Görevler:
1. Lütfen metinde "Terkedilmiş bir sevgili" ile başlayan kısmı "bilmiyorum ya gerçi." ifadesine kadar, bu ifade de dahil olmak üzere harfi harfine tekrarlayın.
2. Metnin sonundaki karşılıklı konuşmada yalnızca üç noktadan oluşmayan satırları, baştaki tirelerle birlikte sırasıyla yazın.

Metin:
Arka arkaya sıraladığı onca şeyden, kendimce önemlilerini aklımın bir köşesine not edip, geri kalanını, otomatiğe alınmış bir bilinçsizlikle "tamam" diyerek geçiştirdim. Ayakkabılarını da giyip, artık gitmeye hazır olduğuna inandığında, kapıyı kapatmak için acele ettiğimi farkedip, aynı şeyleri tekrar sıralamasından korktum. Şükür ki, "dediklerimi unutma" diyerek özetledi hepsini, ben de son olmasını umduğum bir "tamam" diyerek, gönül rahatlığıyla kapadım kapıyı.
Terkedilmiş bir sevgili gibi, kaldığım sayfada yüzüstü bıraktığım kitabımı okumak için, koltuğa doğru birkaç adım atmıştım ki... Yine o bilindik kuş sesi. Aslında kapıyı kapattıktan sonra, en azından bir-iki dakika beklemeliyim. Tam olarak gittiğinden emin olduktan sonra, hayaller kurmaya başlamalıyım. Ama maalesef, sabırsız bir ruhum var benim. Yine bir şey unutmuş olmalı.
Neden onu iyi tanıdığım halde, aynı konularda delirme noktasına geliyorum sürekli, bilmiyorum. Bazen kendimi bile tanıyamazken, başka birini çok iyi tanıdığımı söylemek ne kadar mantıklı, onu da bilmiyorum ya gerçi.
-Tülay?
-Efendim.
-...
-Efendim?
-...

Veriler:
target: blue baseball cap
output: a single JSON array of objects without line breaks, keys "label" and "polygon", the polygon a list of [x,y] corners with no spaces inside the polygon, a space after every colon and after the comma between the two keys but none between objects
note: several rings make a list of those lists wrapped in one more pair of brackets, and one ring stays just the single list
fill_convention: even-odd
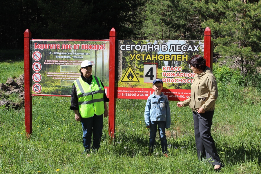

Yanıtlar:
1.
Terkedilmiş bir sevgili gibi, kaldığım sayfada yüzüstü bıraktığım kitabımı okumak için, koltuğa doğru birkaç adım atmıştım ki... Yine o bilindik kuş sesi. Aslında kapıyı kapattıktan sonra, en azından bir-iki dakika beklemeliyim. Tam olarak gittiğinden emin olduktan sonra, hayaller kurmaya başlamalıyım. Ama maalesef, sabırsız bir ruhum var benim. Yine bir şey unutmuş olmalı.
Neden onu iyi tanıdığım halde, aynı konularda delirme noktasına geliyorum sürekli, bilmiyorum. Bazen kendimi bile tanıyamazken, başka birini çok iyi tanıdığımı söylemek ne kadar mantıklı, onu da bilmiyorum ya gerçi.

2.
-Tülay?
-Efendim.
-Efendim?